▶ [INPUT DATA]:
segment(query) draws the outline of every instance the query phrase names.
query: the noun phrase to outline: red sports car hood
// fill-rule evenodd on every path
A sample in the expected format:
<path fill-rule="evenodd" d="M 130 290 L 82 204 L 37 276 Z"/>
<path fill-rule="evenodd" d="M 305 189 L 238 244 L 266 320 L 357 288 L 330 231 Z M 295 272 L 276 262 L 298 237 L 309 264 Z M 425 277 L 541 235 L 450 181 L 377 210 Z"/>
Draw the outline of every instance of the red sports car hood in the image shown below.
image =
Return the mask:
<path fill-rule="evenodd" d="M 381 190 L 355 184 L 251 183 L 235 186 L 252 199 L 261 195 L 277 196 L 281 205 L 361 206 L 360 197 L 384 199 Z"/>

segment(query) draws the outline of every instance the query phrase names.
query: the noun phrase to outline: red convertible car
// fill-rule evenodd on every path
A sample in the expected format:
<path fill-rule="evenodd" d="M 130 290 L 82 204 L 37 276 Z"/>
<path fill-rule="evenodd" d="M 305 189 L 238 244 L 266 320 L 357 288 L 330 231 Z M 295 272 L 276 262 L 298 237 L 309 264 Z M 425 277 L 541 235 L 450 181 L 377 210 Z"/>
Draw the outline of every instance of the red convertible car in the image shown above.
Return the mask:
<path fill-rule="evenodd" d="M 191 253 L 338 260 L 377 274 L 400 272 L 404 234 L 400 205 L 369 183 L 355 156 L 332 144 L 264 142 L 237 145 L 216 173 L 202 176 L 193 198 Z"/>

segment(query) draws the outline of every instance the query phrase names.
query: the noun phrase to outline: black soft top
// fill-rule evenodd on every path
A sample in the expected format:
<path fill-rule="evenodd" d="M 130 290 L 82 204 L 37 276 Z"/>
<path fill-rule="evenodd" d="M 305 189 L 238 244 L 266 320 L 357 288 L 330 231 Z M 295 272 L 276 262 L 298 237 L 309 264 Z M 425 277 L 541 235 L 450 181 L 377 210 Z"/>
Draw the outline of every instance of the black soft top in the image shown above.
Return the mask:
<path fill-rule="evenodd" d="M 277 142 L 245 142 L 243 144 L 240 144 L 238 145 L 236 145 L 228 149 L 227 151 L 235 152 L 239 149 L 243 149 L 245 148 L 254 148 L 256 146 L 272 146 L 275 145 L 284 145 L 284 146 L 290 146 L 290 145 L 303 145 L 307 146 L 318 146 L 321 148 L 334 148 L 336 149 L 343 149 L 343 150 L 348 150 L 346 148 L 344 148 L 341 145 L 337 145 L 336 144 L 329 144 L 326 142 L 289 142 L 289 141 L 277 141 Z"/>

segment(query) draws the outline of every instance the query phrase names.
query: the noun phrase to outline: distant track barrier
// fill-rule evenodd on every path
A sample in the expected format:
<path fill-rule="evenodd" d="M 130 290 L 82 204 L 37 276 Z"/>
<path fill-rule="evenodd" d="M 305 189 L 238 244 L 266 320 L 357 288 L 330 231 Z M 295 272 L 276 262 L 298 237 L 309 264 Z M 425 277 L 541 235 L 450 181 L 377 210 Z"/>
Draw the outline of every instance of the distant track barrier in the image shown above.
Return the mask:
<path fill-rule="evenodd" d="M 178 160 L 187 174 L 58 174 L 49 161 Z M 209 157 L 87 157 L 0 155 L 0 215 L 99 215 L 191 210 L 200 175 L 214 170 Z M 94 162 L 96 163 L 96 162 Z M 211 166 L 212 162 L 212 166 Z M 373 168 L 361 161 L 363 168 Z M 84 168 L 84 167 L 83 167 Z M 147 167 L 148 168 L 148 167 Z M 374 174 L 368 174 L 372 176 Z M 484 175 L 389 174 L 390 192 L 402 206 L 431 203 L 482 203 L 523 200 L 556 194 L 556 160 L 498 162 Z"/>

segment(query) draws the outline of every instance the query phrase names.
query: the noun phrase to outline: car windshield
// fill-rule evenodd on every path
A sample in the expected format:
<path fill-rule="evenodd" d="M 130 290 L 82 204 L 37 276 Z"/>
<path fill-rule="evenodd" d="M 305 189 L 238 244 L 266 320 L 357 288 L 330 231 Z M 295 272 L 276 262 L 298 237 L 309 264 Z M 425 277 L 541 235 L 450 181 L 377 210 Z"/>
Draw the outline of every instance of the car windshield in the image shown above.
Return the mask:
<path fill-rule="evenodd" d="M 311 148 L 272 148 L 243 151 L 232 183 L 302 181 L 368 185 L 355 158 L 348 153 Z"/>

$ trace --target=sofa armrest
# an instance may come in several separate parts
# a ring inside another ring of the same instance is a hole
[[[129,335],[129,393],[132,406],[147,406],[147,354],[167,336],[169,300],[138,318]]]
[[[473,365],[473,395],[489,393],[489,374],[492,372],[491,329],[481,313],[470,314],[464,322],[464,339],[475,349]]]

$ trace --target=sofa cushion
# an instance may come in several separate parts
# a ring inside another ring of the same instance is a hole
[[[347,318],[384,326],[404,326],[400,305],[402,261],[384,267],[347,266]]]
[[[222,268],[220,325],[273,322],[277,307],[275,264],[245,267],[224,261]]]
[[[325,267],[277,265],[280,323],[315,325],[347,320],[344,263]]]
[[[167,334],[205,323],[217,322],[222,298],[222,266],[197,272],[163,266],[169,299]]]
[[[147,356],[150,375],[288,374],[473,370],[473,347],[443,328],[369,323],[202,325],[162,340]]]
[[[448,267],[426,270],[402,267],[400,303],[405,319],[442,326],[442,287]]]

▶ [EXERCISE AIM]:
How many lines of the records above contain the string "hood"? Reply with the number alone.

▶ [ANSWER FOR THIS EXERCISE]:
2